# Music by Genre > Jazz/Blues Variants, Bossa, Choro, Klezmer >  Good Blues Mandolin?

## shiloh

Hi all,
Any recommendations for a good blues mandolin? What mandolin do you blues players play?
I have an F4, an F5, a Weber Aspen (A with oval hole), and a 1925 Lyon & Healy. Obviously any of these would work - they are all mandolins -  but how do I get "that" sound? A National?

Hire Rich DelGrosso? :-)

(and of course listen practice listen practice....)

Thanks,

Jill
San Diego

----------

cayuga red

----------


## Eddie Sheehy

Jill, Rich used to play a Gibson A4.  He currently plays a National RM-1 and a Gibson H1 Mandola.  I think any of the Teens tubby Gibsons have a great Blues sound.

----------


## fatt-dad

I'd also suggest a paddlehead Gibson or National.

f-d

----------


## hank

It's been a while back but in an email Rich commented that my paddlehead A-4 was his favorite mandolin.  In some of his videos though he makes comments about how old and cantankerous the old tuners can be.  The National RM-1 mandolin and Takamine acoustic guitars seem to be the go to stage workhorses of a lot of pros.

----------


## hank

A once had someone comment that my 1913 A-4 sounded more banjo like than my 23 F-4. It's a strange way to describe the difference but after some thought, I think I understand where she was coming from.  Different strings can tweak the kind of sound you want as well.  I've tried EXP 75s, Sam Bush Monel and ghs LBS250s on my A-4 all very different but great in different ways.

----------


## liestman

I would go with a 1913 or 1914 Gibson A (Fiddlers Green in Austin, Texas has one of each) or a National RM1. Really different beasts but both types are really great for blues to my ear.

----------


## shiloh

Well, you all confirmed what I suspected. I had a fantastic sounding Gibson A paddle head years ago but I never got used to the "fat" feeling of the neck (the neck profile). Based on what I've read I bet the National feels a lot like the paddle head. Have any of you played a National?  (Eddie, I don't suppose you have one?) I was looking for a Gibson A snakehead just to get the thinner neck profile - still saving my pennies. If I delve into playing the blues more, would it be best to just wait until I find the right National?

Jill

----------


## liestman

I have a paddlehead and an RM1. The RM1 has a slightly wider neck (1 1/4" nut) that is thinner, with a C shaped profile. It is less beefy in feel for sure. If you get one, be sure someone sets it up properly, as they are sent from the factory with a super high action. The bridge will need to be lowered and it also helps to have a strip of hard leather glued to the bottom of the tailpiece, to provide some break angle over the bridge.

→ Stored data:
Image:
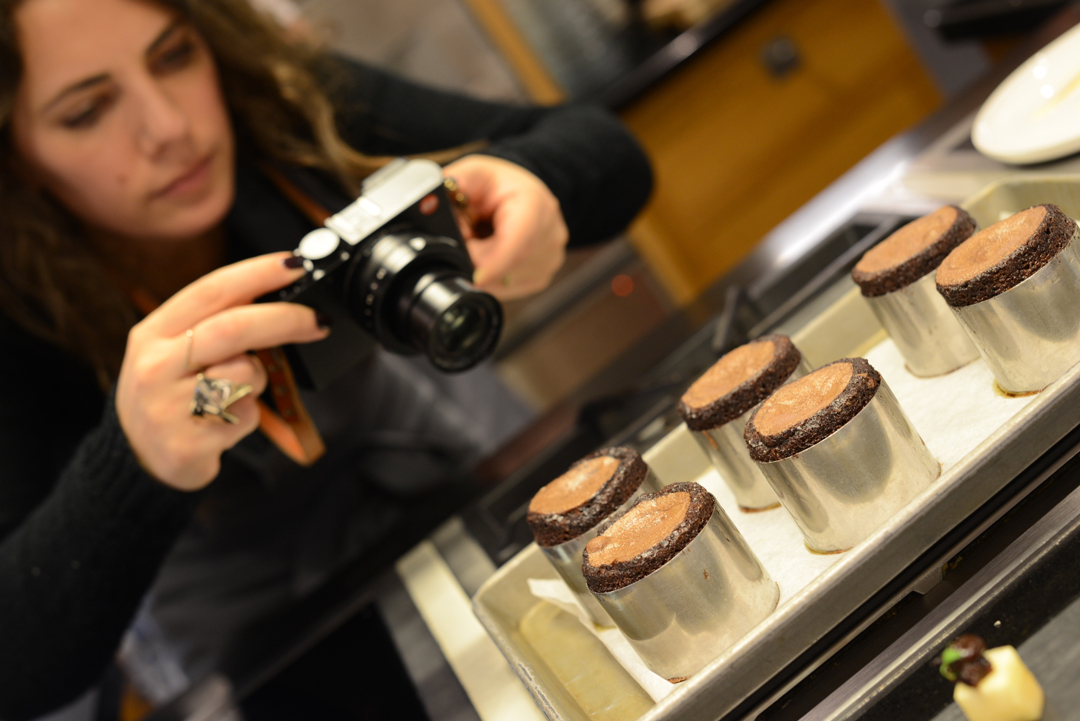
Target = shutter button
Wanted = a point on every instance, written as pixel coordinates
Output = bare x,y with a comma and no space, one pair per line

→ Task list:
- a) Translate this sentence from the blues mandolin thread into Spanish: "Different strings can tweak the kind of sound you want as well."
- b) Transcribe the blues mandolin thread from "## Eddie Sheehy" up to and including "Gibson or National.".
- c) Pick up the blues mandolin thread from its final post and write what comes next.

→ Results for the exercise:
- a) Las distintas cuerdas también pueden ajustar el tipo de sonido que buscas.

- b)
## Eddie Sheehy

Jill, Rich used to play a Gibson A4.  He currently plays a National RM-1 and a Gibson H1 Mandola.  I think any of the Teens tubby Gibsons have a great Blues sound.

----------


## fatt-dad

I'd also suggest a paddlehead Gibson or National.

- c)
----------


## Londy

My Collings A MTO has a mean sound for blues.

----------

cayuga red

----------


## fatt-dad

truss rod snakehead Gibsons have thinner nuts. They do have a bit different sound though.  (I do know where there's a blacksnake mandolin for sale, sfi.)

f-d

----------


## hank

If the snakeheads sound similar to the F-4 of those years it's a more refined, balanced, less in your face kinda sound.  You can make any instrument sound blue but resonators and paddleheads are more commonly used.

----------


## Spruce

Jill, if you happen to be driving north, go check out the new Recording King resonator mando at Kirk Sand's shop in Laguna Beach--I think it's called the Guitar Shoppe?
I picked it up awhile back for a strum, and wound up playing it for a 1/2 hour...
Great sound and playability, and it would really compliment the other mandos in your quiver...
I think it had a 550 pricetag on it or so, so pretty reasonable too...
Luck!

----------

cayuga red

----------


## hank

I have/had similar feelings about the old Gibson neck size and fretboard string spacing.  I've brought this up in a couple other threads but I resolved most of the problem on mine by replacing the nut with one that string spacing was more modern F5 like.  Amazingly the extra width of the neck and board are not very noticeable visually or when playing.  I kept everything else stock so it still gets a little frisky in the upper positions but still much easier for me to play now.  I have the original nut stashed in the case in case the next caretaker prefers the original layout.  Mine is a Blackface collector original condition with a great finger rest and bridge setup so I didn't want to go all out with a modern bridge but a players version could be made even more playable.  This is just another option if you know where an old Gibson in rough shape needs a home. That Recording King Spruce recommended sounds worth a little road trip fun though.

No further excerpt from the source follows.